→ GIVEN REQUEST: Filter the lines below and copy out every line that contains the word "aerial".
---+---
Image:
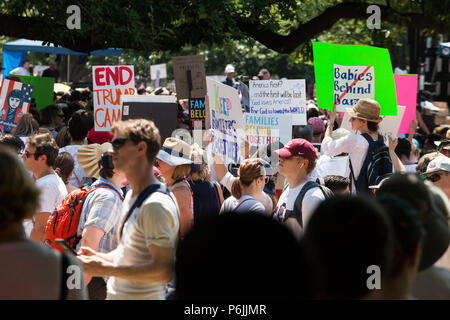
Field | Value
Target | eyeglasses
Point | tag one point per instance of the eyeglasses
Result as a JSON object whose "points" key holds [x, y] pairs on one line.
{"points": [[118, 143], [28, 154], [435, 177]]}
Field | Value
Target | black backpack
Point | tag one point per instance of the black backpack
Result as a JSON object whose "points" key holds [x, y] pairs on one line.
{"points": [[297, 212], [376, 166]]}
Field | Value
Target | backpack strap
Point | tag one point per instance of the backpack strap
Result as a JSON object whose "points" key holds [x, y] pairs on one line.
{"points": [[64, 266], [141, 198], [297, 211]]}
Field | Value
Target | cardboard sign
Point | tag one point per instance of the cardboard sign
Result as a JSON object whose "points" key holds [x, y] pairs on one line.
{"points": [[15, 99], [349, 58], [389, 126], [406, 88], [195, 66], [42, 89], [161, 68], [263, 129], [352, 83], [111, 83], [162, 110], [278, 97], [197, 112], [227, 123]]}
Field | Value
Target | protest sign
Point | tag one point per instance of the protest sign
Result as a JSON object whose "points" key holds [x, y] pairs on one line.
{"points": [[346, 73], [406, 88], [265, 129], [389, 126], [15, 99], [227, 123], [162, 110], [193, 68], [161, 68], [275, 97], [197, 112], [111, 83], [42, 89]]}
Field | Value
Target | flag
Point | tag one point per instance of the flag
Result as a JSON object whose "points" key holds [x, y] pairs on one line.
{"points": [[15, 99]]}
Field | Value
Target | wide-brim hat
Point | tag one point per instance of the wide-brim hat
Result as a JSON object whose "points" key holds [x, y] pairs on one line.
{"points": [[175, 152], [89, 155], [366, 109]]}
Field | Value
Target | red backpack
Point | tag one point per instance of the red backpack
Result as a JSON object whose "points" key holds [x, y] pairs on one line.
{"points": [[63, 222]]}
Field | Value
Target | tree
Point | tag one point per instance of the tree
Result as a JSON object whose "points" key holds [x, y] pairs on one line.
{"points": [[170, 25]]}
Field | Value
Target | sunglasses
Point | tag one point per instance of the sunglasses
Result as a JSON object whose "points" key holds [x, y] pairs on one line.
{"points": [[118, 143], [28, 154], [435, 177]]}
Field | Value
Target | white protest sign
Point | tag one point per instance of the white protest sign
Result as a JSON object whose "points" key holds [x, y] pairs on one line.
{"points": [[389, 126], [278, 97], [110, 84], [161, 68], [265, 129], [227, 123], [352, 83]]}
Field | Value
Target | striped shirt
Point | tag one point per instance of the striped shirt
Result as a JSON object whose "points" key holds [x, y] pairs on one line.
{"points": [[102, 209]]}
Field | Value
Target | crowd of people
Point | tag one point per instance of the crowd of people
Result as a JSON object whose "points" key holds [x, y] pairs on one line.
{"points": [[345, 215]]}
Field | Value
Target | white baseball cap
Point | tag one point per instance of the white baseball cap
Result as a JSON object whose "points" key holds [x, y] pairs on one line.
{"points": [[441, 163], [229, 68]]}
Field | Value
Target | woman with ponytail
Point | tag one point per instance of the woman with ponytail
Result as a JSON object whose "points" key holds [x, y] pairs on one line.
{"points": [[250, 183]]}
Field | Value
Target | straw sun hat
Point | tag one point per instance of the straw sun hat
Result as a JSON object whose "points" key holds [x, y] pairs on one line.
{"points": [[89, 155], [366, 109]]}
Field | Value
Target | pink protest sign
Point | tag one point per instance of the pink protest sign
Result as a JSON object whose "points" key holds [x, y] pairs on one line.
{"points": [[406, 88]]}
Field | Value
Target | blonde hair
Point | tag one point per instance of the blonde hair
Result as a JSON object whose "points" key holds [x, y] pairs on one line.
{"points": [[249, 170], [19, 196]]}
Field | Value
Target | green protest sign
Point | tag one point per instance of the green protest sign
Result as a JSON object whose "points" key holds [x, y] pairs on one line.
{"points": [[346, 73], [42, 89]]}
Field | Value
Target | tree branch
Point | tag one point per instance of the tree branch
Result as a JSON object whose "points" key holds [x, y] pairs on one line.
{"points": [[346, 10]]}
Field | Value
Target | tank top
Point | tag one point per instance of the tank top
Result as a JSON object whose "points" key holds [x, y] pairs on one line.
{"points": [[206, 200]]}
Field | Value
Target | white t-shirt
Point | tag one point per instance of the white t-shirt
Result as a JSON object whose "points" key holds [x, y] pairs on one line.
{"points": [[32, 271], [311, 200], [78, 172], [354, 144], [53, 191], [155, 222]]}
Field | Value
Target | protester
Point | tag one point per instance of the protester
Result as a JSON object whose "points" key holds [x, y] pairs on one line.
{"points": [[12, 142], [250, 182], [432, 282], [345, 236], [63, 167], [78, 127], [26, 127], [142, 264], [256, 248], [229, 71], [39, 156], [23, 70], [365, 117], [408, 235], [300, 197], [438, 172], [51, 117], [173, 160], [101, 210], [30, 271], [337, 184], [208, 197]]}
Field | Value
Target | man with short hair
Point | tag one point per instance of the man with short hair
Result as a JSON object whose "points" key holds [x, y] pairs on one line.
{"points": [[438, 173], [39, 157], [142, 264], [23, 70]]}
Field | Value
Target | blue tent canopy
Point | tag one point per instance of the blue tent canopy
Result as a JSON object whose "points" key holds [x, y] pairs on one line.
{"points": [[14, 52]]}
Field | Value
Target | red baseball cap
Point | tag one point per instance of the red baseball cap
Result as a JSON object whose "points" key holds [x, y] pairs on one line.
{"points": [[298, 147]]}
---+---
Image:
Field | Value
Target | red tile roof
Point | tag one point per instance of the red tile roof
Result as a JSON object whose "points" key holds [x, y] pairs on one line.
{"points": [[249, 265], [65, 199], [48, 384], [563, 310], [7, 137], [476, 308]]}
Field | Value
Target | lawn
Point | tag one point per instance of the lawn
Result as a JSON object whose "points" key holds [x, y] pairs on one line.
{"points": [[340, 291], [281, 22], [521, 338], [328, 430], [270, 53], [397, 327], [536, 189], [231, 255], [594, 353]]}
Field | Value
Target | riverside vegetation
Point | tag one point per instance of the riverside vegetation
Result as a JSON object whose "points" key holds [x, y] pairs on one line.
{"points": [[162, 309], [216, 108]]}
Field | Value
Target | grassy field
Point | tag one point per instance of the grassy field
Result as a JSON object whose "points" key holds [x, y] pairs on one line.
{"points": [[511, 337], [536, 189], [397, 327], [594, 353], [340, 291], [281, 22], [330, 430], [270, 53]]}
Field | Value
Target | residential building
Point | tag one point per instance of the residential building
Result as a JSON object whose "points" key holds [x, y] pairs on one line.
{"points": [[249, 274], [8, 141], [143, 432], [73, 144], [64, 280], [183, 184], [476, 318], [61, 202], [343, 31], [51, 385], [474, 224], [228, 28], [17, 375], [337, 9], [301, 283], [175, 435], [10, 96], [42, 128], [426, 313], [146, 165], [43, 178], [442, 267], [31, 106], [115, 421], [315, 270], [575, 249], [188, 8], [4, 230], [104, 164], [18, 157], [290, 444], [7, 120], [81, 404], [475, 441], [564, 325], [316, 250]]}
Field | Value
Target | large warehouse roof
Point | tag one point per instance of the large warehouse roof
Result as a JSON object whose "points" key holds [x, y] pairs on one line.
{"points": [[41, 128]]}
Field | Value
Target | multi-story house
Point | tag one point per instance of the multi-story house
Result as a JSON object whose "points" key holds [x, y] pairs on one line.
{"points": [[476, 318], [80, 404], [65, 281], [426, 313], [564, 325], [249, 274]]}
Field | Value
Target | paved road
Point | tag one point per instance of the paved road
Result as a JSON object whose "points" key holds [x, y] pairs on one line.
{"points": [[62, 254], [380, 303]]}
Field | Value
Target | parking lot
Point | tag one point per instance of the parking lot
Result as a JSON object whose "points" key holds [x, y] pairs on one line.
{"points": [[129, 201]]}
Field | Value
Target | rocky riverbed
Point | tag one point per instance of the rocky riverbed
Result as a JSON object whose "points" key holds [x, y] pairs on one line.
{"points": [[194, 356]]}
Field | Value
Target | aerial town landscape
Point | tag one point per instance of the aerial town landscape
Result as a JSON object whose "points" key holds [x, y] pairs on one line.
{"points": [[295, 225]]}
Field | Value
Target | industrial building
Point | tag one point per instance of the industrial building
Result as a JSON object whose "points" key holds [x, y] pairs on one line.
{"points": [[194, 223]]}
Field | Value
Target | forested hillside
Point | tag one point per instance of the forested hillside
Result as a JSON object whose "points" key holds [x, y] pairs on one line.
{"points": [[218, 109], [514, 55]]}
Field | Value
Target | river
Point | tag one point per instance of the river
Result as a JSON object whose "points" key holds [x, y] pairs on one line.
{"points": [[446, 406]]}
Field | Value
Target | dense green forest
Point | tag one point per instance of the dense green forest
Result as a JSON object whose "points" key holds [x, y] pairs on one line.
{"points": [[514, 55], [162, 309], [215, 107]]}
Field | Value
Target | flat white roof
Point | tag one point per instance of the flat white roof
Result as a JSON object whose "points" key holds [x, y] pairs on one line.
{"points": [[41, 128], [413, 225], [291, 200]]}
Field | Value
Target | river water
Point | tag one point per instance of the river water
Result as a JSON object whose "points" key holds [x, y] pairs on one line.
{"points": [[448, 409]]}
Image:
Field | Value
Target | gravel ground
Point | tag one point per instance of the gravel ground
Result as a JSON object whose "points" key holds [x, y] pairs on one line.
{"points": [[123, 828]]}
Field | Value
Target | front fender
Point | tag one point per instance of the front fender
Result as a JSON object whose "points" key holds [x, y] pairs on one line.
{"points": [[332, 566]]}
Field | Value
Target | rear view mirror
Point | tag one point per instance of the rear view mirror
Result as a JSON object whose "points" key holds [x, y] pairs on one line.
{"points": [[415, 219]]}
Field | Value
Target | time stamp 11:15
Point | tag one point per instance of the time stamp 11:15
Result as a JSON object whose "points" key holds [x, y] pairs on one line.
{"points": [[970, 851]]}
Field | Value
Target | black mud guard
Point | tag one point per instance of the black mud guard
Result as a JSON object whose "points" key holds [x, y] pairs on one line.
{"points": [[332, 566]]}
---+---
→ OUTPUT OF THE EXERCISE:
Target | aerial town landscape
Point | tag one point per instance of the aerial town landscape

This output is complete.